◆ **WORK TO COMPLETE**
Look below for the line that contains "Annotate the woman's arm", then copy it and each following line exactly, through and including the line that contains "<point>860,279</point>".
---+---
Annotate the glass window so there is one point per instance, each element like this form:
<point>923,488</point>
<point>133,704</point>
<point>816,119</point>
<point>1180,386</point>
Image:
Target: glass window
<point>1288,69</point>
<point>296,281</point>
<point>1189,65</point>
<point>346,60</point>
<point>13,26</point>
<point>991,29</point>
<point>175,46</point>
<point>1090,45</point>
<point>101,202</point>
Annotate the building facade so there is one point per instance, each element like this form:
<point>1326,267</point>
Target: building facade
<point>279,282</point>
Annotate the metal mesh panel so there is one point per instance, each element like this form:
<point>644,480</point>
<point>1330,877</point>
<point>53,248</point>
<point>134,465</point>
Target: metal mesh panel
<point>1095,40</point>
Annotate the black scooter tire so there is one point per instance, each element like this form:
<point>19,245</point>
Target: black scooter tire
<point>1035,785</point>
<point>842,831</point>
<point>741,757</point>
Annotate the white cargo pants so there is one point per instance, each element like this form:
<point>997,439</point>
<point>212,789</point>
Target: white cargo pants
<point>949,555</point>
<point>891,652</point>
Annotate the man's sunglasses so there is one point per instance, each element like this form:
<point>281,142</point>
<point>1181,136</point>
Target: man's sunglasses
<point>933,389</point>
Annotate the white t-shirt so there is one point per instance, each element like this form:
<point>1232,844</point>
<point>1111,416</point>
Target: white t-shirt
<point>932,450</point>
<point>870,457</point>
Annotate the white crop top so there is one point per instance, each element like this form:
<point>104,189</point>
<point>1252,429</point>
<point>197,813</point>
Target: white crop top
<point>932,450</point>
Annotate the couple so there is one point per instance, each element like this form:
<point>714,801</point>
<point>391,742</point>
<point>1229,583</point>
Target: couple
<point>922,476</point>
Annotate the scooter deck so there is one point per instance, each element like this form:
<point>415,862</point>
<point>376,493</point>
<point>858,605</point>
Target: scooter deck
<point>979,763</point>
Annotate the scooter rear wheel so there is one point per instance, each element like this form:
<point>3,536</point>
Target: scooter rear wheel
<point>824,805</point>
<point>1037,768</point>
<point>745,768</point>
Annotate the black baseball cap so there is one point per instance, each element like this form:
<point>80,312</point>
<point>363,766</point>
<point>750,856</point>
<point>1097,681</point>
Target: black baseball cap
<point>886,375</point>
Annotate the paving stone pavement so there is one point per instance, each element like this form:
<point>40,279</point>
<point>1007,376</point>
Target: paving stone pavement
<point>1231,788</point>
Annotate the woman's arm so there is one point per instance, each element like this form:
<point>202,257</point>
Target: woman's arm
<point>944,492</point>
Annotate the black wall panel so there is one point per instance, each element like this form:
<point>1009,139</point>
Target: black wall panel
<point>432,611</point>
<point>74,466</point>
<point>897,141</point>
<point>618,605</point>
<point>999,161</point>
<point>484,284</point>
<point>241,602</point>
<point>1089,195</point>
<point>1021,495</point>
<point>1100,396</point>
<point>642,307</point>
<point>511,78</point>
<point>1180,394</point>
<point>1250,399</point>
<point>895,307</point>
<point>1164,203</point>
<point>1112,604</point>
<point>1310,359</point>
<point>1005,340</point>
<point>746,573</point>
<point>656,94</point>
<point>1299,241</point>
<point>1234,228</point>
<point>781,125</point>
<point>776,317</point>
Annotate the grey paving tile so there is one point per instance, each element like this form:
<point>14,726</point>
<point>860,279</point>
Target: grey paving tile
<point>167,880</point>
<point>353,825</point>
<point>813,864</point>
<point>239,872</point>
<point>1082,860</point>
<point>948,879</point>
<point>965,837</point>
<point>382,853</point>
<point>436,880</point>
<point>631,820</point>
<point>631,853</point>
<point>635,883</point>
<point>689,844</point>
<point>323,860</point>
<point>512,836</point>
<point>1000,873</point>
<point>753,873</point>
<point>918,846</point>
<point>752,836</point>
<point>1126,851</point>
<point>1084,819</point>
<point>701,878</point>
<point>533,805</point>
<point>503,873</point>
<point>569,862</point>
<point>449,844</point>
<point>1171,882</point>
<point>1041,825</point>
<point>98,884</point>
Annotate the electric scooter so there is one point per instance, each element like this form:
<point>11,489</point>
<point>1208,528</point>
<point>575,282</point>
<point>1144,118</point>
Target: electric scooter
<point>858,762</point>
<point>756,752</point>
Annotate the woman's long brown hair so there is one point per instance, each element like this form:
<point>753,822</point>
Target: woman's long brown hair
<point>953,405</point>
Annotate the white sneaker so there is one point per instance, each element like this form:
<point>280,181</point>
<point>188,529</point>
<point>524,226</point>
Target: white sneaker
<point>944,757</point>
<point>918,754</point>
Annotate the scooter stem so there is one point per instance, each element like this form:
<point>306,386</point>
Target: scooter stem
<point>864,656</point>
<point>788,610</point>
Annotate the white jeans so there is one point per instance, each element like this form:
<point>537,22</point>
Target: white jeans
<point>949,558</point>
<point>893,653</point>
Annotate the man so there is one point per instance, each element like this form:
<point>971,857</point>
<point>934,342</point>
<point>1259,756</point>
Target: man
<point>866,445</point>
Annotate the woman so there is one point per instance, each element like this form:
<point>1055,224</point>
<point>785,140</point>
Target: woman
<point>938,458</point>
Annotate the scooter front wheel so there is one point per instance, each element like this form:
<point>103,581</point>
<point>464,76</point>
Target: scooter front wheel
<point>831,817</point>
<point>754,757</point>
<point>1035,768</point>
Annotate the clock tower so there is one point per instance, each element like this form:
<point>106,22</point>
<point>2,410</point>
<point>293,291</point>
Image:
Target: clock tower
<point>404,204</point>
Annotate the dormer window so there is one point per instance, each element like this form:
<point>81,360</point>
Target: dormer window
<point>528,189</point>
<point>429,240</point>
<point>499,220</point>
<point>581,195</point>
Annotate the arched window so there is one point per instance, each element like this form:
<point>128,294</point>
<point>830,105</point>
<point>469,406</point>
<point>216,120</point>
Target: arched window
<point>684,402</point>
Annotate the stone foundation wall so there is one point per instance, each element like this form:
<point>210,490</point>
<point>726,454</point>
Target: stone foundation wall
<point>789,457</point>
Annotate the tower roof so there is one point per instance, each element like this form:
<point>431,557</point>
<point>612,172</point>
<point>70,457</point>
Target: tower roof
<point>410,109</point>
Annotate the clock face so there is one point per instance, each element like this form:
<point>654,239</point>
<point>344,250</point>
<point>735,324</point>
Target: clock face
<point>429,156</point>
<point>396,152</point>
---+---
◆ **TASK RESULT**
Annotate the woman's arm so there is one point per instance, each element like this form:
<point>202,257</point>
Target: woman's arm
<point>944,492</point>
Annotate the black wall panel so there is one point per instance, each element like this form:
<point>1009,139</point>
Target: black wall panel
<point>432,611</point>
<point>74,466</point>
<point>897,141</point>
<point>618,605</point>
<point>999,161</point>
<point>484,284</point>
<point>241,602</point>
<point>1089,195</point>
<point>1021,495</point>
<point>1100,396</point>
<point>642,307</point>
<point>511,78</point>
<point>1180,394</point>
<point>1250,399</point>
<point>895,307</point>
<point>1164,203</point>
<point>1112,604</point>
<point>1310,359</point>
<point>1005,340</point>
<point>746,573</point>
<point>656,94</point>
<point>1299,241</point>
<point>1234,228</point>
<point>781,125</point>
<point>776,317</point>
Annotate the grey paving tile so there is one point per instance, each element like this form:
<point>14,726</point>
<point>860,279</point>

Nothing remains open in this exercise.